- _What you have to do_: All entries below must be written out verbatim, and the images must be dropped.

- _Records shown_:
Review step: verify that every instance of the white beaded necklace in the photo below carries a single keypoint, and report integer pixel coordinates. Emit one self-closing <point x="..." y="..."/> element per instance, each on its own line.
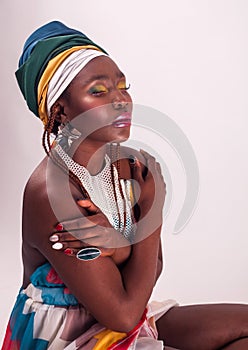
<point x="100" y="188"/>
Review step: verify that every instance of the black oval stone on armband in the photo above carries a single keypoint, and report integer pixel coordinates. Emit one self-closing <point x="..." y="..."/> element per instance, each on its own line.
<point x="88" y="253"/>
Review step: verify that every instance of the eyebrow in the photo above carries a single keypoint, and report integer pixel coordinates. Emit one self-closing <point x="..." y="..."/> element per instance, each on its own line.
<point x="102" y="77"/>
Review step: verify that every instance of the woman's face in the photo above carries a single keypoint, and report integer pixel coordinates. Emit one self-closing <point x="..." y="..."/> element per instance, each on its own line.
<point x="97" y="102"/>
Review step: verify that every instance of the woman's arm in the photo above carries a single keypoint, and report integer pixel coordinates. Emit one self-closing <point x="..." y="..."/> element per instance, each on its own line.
<point x="116" y="299"/>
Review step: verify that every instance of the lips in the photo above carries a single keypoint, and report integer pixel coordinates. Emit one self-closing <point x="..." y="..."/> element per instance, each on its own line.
<point x="122" y="121"/>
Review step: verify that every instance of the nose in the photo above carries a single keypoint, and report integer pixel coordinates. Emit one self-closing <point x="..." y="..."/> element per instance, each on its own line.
<point x="119" y="101"/>
<point x="119" y="104"/>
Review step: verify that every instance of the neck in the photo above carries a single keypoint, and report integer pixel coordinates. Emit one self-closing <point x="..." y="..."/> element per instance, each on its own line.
<point x="91" y="156"/>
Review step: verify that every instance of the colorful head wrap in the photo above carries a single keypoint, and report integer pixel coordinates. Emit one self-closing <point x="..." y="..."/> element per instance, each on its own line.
<point x="43" y="53"/>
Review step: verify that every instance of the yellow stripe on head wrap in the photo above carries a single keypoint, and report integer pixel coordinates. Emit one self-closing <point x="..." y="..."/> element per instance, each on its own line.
<point x="47" y="75"/>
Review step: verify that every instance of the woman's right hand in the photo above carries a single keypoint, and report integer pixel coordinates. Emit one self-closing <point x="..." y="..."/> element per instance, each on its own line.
<point x="93" y="230"/>
<point x="149" y="188"/>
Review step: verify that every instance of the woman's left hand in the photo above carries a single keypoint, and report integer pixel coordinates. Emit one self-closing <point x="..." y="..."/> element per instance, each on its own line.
<point x="93" y="230"/>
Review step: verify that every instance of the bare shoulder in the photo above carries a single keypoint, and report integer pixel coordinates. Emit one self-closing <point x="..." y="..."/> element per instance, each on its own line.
<point x="126" y="152"/>
<point x="45" y="203"/>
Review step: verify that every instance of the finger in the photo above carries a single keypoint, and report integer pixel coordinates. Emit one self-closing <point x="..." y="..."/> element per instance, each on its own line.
<point x="74" y="224"/>
<point x="88" y="205"/>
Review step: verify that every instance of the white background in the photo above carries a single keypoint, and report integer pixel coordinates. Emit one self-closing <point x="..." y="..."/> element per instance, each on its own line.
<point x="186" y="58"/>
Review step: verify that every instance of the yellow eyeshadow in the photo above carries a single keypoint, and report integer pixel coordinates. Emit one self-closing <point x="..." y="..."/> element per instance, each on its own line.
<point x="98" y="88"/>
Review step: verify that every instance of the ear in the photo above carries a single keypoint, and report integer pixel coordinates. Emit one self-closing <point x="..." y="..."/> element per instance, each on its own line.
<point x="58" y="110"/>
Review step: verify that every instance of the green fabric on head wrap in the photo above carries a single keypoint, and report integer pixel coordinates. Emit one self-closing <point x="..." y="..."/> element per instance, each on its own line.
<point x="29" y="74"/>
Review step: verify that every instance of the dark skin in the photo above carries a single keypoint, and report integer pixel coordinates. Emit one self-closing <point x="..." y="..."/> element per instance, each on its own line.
<point x="121" y="269"/>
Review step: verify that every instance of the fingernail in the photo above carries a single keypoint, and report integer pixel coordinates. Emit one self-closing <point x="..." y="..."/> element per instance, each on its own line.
<point x="132" y="159"/>
<point x="54" y="238"/>
<point x="59" y="227"/>
<point x="57" y="246"/>
<point x="68" y="251"/>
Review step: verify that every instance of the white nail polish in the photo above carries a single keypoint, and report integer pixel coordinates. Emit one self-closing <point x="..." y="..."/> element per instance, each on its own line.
<point x="57" y="246"/>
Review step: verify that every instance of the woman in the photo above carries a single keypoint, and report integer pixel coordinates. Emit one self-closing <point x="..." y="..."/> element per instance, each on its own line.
<point x="74" y="297"/>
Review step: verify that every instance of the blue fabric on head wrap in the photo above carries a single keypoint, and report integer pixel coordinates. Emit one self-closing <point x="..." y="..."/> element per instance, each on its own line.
<point x="48" y="30"/>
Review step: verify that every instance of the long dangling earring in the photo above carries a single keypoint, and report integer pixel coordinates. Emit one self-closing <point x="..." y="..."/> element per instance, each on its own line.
<point x="66" y="135"/>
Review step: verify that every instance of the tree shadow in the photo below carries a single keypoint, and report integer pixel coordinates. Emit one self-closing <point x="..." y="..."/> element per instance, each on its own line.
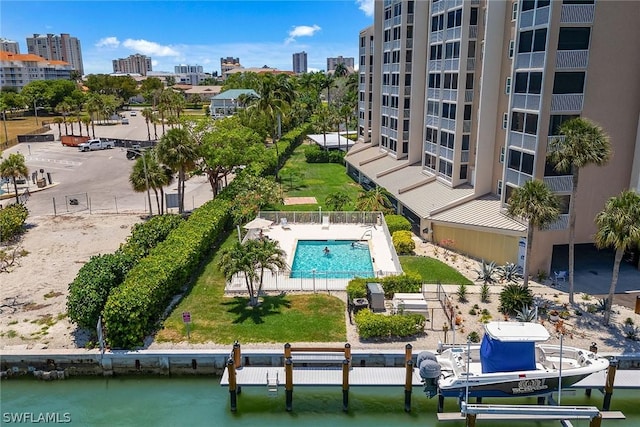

- _Reply_:
Review step: verify that every instance of the white beaded necklace in the photo below carries a single keypoint, and report integer pixel coordinates. Emit one self-closing <point x="..." y="..."/> element per instance, each on its own line.
<point x="100" y="188"/>
Review step: verify that every instance of the black oval stone on armband in the photo above carries a single keypoint, and report integer pixel coordinates. Emit one self-closing <point x="..." y="..."/> element per instance, each on its own line.
<point x="88" y="253"/>
Review step: verify that every instance of the eyebrow in the photo above carries a single keypoint, and report integer pixel coordinates. Emit one self-closing <point x="..." y="..."/> element per instance, each on its own line.
<point x="102" y="77"/>
Review step: verify that every instance of the woman's face in the photo above carries a single keypoint, and report integer pixel coordinates. Emit one self-closing <point x="..." y="..."/> element per instance, each on its own line.
<point x="97" y="102"/>
Review step: verify that every instance of the woman's arm in the photo above carries a single keypoint, and report integer pixel coordinates. Emit one self-closing <point x="..." y="..."/> element per instance, each on its own line.
<point x="116" y="299"/>
Review step: verify that every instance of the lips in the photo above carries a single keypoint, and report integer pixel coordinates. Emit one self-closing <point x="..." y="..."/> element per instance, each on its own line.
<point x="122" y="121"/>
Review step: verify that every instance of the nose in the photo above carries a single keypoint, and report integer pixel coordinates. Emit one self-closing <point x="..." y="..."/> element per instance, each on its own line.
<point x="119" y="101"/>
<point x="119" y="104"/>
Review step: verify that every instance of the neck in the photo above carries a single keypoint, and report integer pixel coordinates. Emit one self-closing <point x="..." y="..."/> element per instance, each on its own line.
<point x="91" y="156"/>
Review step: verify that every instance of the colorful head wrap in the photo above carries a single keypoint, and report integer pixel coordinates. Emit one self-closing <point x="..." y="..."/> element per instance, each on its own line.
<point x="43" y="53"/>
Review step: verify that every instance of the yellow stripe on head wrap in the photo above carries a single keypoint, and report integer pixel coordinates. Emit one self-closing <point x="..." y="..."/> element per instance, each on its own line.
<point x="47" y="75"/>
Review step: verify that every instance of the woman's right hand in the photo above carries a single keypoint, and report integer pixel coordinates. Emit one self-closing <point x="..." y="..."/> element per instance, each on its own line.
<point x="93" y="230"/>
<point x="149" y="188"/>
Review step: verify that every instance of the woman's left hand in the photo above carries a single keypoint, and report integer pixel coordinates. Emit one self-closing <point x="..." y="..."/> element per instance, each on its own line.
<point x="93" y="230"/>
Review step: verify that every instance of the bare shoulder in the photo above carries a single keypoint, and report integer pixel coordinates. Emit one self-closing <point x="..." y="..."/> element per instance, each on its own line.
<point x="126" y="152"/>
<point x="45" y="203"/>
Review step: verify that every instance of the finger in the photo above carries a single keypoint, and report integer pixel coordinates. Emit one self-closing <point x="..." y="..."/> element per instance, each on its own line.
<point x="74" y="224"/>
<point x="88" y="205"/>
Review step: verify that every instance of the white background in the photo above carries a single keypoint, and report integer pixel coordinates. Emit one self-closing <point x="..." y="..."/> element per instance, each on its own line.
<point x="186" y="58"/>
Review step: verify that every instance of the yellow eyeshadow in the photo above carries a single keypoint, and report integer pixel coordinates. Emit one self-closing <point x="..." y="..."/> element per instance, each on its own line.
<point x="98" y="88"/>
Review step: verify that every instance of the ear in the photo above carries a single keypoint, and report integer pixel coordinates. Emit one self-closing <point x="..." y="..."/> element per instance, each on its own line.
<point x="58" y="110"/>
Review step: verify that every instance of the green fabric on head wrap in the photo above carries a single keypoint, and report integer pixel coordinates. Emit one self-closing <point x="..." y="..."/> element per instance, each on its own line.
<point x="29" y="74"/>
Review step: verify that every instance of the dark skin in the photo above carries a single keypoint, and report integer pixel coordinates. Emit one self-closing <point x="..." y="..."/> element per instance, each on its own line.
<point x="121" y="269"/>
Review step: verify that every instance of the fingernail in the photo above carries a single keypoint, and report integer pixel coordinates. Emit one self-closing <point x="..." y="..."/> element per instance, each on its own line.
<point x="132" y="159"/>
<point x="54" y="238"/>
<point x="59" y="227"/>
<point x="57" y="246"/>
<point x="68" y="251"/>
Review step: verify that every instance of the white nail polish in the photo above carries a single keypoint, and report integer pixel coordinates. Emit one self-closing <point x="..." y="..."/> element per instance, each on its own line.
<point x="57" y="246"/>
Review step: verify that every instance of the woman in the photo above carries a single keypoint, and report integer pixel coordinates. Emit one self-closing <point x="..." y="..."/> element per instance, each on its own line.
<point x="74" y="297"/>
Review step: verify that every instance of the blue fabric on head wrap in the photo above carries a single keypoint, and report integer pixel coordinates. Emit one self-closing <point x="..." y="..."/> element per instance, each on its own line.
<point x="48" y="30"/>
Review step: verify that every instance of the long dangling earring in the photo above carries a single keypoint, and report integer pixel coordinates. Emit one self-closing <point x="..." y="..."/> element per instance, each on its own line.
<point x="66" y="135"/>
Review step: verify that every instance of the tree shadow in the photo below carries a single keypoint, and report integer pixel coordinates. Emit one self-closing <point x="..." y="..."/> element per instance, each on its own line.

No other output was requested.